TRY IT
Could you transcribe exactly the lines below, from the line with "Would you mind pinning the door frame" through the line with "Would you mind pinning the green foliage", and nothing else, leaving out the pictures?

[Natural-language object grounding data]

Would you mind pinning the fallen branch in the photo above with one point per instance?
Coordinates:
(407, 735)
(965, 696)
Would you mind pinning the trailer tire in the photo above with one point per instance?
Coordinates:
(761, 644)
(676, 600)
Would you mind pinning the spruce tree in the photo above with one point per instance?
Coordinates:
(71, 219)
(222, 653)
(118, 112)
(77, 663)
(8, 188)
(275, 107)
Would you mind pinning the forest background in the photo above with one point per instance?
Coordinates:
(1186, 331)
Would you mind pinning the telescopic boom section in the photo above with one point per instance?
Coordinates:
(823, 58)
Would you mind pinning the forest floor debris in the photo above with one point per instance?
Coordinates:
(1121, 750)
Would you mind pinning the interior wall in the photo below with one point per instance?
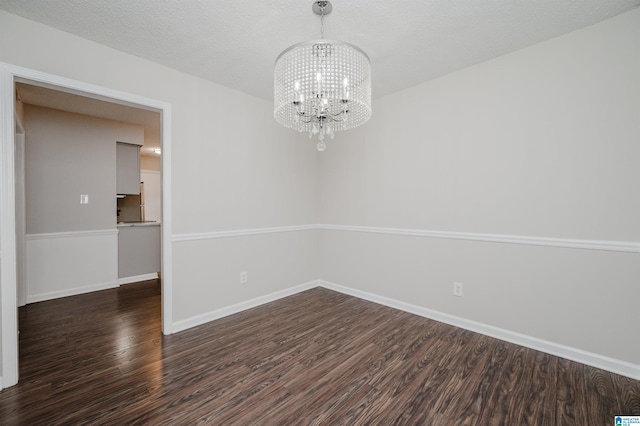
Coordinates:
(232, 166)
(150, 163)
(542, 142)
(68, 155)
(71, 248)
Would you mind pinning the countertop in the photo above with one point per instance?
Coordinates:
(130, 224)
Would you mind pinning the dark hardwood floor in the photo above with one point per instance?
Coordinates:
(318, 357)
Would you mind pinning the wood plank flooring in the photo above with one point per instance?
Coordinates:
(315, 358)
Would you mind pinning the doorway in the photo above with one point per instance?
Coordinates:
(9, 233)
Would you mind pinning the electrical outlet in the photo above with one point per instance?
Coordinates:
(457, 289)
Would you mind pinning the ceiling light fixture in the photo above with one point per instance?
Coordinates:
(322, 86)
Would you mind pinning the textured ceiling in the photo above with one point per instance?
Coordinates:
(235, 43)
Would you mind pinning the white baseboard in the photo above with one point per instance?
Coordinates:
(239, 307)
(595, 360)
(137, 278)
(71, 292)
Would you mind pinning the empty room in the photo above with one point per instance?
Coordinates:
(319, 212)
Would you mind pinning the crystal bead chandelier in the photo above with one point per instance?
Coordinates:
(322, 86)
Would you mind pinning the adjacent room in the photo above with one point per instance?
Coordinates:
(433, 220)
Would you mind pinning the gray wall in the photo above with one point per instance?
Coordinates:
(543, 142)
(229, 171)
(68, 155)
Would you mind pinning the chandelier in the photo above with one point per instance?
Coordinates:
(322, 86)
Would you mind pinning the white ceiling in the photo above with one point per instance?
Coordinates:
(235, 43)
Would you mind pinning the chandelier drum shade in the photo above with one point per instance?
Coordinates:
(322, 86)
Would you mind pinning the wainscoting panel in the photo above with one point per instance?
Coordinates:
(67, 263)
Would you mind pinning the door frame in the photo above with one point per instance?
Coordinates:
(9, 75)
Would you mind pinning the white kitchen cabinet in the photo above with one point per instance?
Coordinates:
(127, 168)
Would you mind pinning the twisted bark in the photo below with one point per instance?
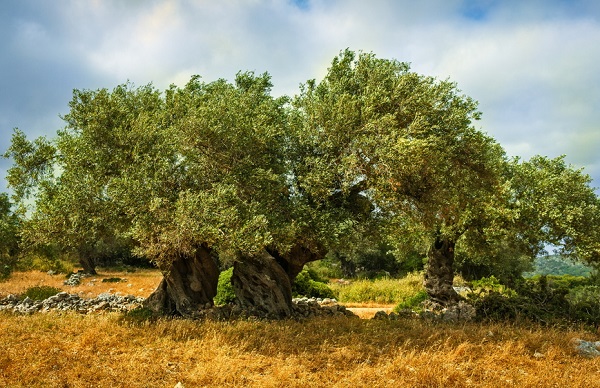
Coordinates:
(188, 285)
(439, 276)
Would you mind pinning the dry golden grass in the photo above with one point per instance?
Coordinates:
(139, 283)
(101, 351)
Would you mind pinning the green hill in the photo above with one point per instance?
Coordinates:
(558, 265)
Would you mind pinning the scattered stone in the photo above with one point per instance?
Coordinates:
(586, 348)
(64, 301)
(381, 315)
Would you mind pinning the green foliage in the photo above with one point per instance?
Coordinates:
(558, 265)
(10, 225)
(491, 284)
(225, 291)
(372, 157)
(40, 293)
(308, 284)
(545, 300)
(386, 291)
(412, 302)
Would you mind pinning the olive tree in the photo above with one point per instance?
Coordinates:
(406, 143)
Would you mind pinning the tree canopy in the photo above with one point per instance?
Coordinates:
(372, 155)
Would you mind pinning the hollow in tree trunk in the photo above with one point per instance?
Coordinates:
(261, 285)
(293, 262)
(189, 284)
(439, 276)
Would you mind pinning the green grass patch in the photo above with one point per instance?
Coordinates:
(384, 291)
(40, 293)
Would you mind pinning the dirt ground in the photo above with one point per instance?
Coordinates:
(139, 283)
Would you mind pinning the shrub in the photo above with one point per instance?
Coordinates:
(40, 293)
(225, 292)
(308, 284)
(545, 300)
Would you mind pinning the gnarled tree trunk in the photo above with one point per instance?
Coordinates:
(439, 276)
(188, 284)
(293, 262)
(261, 285)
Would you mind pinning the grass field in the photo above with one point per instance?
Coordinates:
(102, 350)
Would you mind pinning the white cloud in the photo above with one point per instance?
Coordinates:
(532, 65)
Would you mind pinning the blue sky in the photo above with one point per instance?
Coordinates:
(532, 65)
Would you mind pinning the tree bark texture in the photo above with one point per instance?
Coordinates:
(293, 262)
(439, 276)
(261, 285)
(188, 285)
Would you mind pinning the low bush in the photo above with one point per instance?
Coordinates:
(40, 293)
(543, 299)
(308, 284)
(412, 302)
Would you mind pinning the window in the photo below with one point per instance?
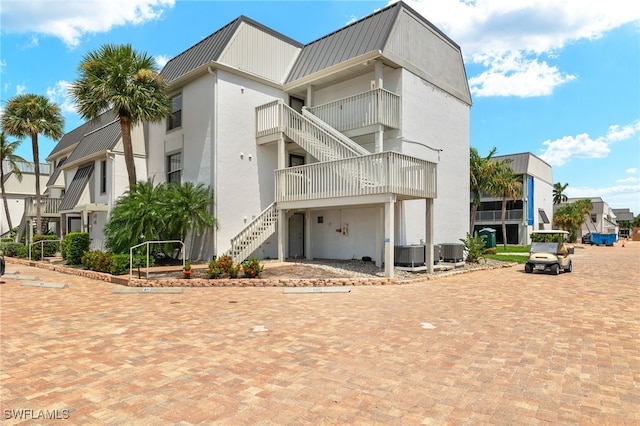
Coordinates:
(174, 168)
(103, 176)
(176, 113)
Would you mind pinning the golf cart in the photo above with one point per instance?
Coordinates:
(549, 252)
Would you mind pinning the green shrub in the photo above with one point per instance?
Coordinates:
(22, 252)
(50, 248)
(77, 243)
(98, 261)
(11, 249)
(252, 267)
(474, 247)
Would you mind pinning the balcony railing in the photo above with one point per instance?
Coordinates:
(380, 173)
(48, 206)
(377, 106)
(496, 215)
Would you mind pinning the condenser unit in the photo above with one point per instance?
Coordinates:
(452, 252)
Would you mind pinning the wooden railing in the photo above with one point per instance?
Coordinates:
(386, 172)
(312, 136)
(254, 234)
(378, 106)
(48, 206)
(496, 215)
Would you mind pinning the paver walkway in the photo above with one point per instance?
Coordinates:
(492, 347)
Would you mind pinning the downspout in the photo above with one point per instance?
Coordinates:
(214, 160)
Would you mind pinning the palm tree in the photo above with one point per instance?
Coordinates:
(7, 155)
(190, 206)
(31, 115)
(481, 172)
(118, 78)
(505, 185)
(558, 193)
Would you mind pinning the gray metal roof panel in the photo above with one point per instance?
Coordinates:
(76, 135)
(211, 48)
(56, 172)
(368, 34)
(76, 187)
(99, 140)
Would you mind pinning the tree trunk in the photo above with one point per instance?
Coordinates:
(504, 224)
(36, 169)
(125, 126)
(4, 197)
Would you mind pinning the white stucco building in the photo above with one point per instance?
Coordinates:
(532, 211)
(341, 148)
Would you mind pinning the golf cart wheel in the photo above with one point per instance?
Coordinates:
(569, 268)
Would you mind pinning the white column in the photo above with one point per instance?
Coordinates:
(282, 234)
(307, 235)
(379, 237)
(389, 225)
(428, 241)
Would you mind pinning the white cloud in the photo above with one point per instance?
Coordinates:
(71, 20)
(560, 151)
(161, 60)
(512, 39)
(59, 94)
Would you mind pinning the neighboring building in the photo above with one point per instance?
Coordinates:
(20, 193)
(624, 219)
(341, 148)
(601, 220)
(90, 174)
(532, 211)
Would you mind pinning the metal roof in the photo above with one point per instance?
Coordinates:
(75, 189)
(100, 139)
(76, 135)
(211, 48)
(56, 172)
(368, 34)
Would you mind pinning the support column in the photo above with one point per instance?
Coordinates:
(282, 234)
(379, 237)
(307, 235)
(428, 241)
(389, 225)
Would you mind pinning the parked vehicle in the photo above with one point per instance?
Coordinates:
(549, 252)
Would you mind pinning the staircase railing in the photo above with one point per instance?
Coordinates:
(254, 234)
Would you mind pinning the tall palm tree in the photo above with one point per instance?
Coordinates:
(31, 115)
(505, 185)
(558, 193)
(118, 78)
(481, 172)
(7, 156)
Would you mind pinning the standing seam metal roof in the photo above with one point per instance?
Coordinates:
(211, 48)
(73, 193)
(100, 139)
(368, 34)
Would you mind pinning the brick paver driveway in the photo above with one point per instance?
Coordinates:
(488, 347)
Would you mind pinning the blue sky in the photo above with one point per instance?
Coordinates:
(558, 79)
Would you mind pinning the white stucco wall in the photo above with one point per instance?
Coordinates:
(435, 127)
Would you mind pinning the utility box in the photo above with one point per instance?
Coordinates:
(490, 237)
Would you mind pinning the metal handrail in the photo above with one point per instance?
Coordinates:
(147, 244)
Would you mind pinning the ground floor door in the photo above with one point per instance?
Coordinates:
(296, 236)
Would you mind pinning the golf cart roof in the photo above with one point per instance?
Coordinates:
(551, 231)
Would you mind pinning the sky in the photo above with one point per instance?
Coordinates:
(559, 79)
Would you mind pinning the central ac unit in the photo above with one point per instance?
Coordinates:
(452, 252)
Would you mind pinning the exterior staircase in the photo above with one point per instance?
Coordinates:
(321, 141)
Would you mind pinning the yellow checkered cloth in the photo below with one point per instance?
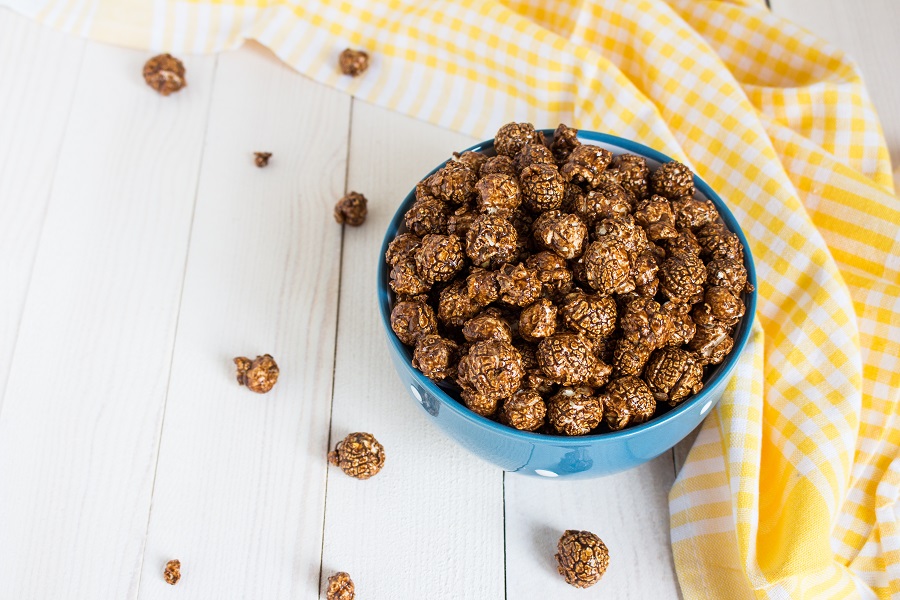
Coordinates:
(791, 489)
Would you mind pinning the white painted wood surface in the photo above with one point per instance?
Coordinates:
(434, 509)
(87, 381)
(142, 250)
(33, 116)
(240, 485)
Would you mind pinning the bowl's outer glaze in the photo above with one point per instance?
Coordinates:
(559, 456)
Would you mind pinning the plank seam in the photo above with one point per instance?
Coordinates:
(187, 254)
(337, 325)
(37, 247)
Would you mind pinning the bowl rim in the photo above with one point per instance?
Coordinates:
(722, 373)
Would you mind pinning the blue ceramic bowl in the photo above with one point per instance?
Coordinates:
(561, 456)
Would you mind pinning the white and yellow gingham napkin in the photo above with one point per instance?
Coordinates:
(791, 489)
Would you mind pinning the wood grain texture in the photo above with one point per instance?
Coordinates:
(430, 525)
(867, 31)
(41, 68)
(682, 448)
(630, 513)
(87, 383)
(240, 490)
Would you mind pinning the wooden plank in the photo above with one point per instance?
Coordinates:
(430, 525)
(867, 31)
(630, 513)
(43, 68)
(682, 448)
(87, 384)
(240, 490)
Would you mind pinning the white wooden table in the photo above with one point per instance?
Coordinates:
(142, 250)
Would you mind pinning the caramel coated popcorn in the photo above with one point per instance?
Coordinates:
(607, 266)
(565, 139)
(567, 358)
(259, 374)
(538, 320)
(542, 186)
(582, 558)
(412, 320)
(165, 74)
(439, 258)
(574, 411)
(585, 164)
(492, 370)
(498, 194)
(633, 174)
(427, 215)
(627, 401)
(172, 572)
(561, 233)
(512, 137)
(672, 180)
(590, 314)
(340, 587)
(491, 241)
(557, 288)
(524, 410)
(435, 357)
(261, 159)
(351, 209)
(353, 62)
(358, 455)
(489, 325)
(673, 374)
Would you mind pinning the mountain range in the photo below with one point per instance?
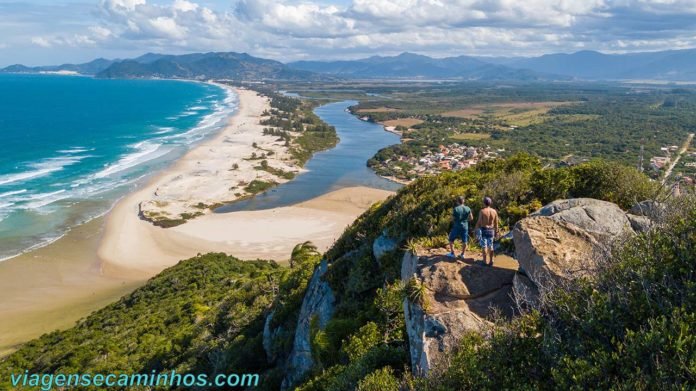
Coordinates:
(671, 65)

ANSWER FOR THIS EXERCISE
Would you mind pinning the door frame in the photo above with one point per instance?
Coordinates:
(9, 75)
Would you mind pinning the white kitchen cabinet in the photo above with one point per instance?
Coordinates:
(127, 168)
Would you mind pinning the twisted bark in the photo below with one point per instance?
Coordinates:
(188, 285)
(439, 276)
Would you mind pinning the dry golden grass in the photo above with one point per instance?
Coordinates:
(139, 283)
(101, 351)
Would you mind pinning the green hill in the photo above with one point per instance?
Coordinates:
(558, 265)
Would you mind pinning the scattered stone in the photo above with one point per instance?
Coordinates:
(586, 348)
(64, 301)
(381, 315)
Would you mind pinning the green foliage in the photo above with one point per instance?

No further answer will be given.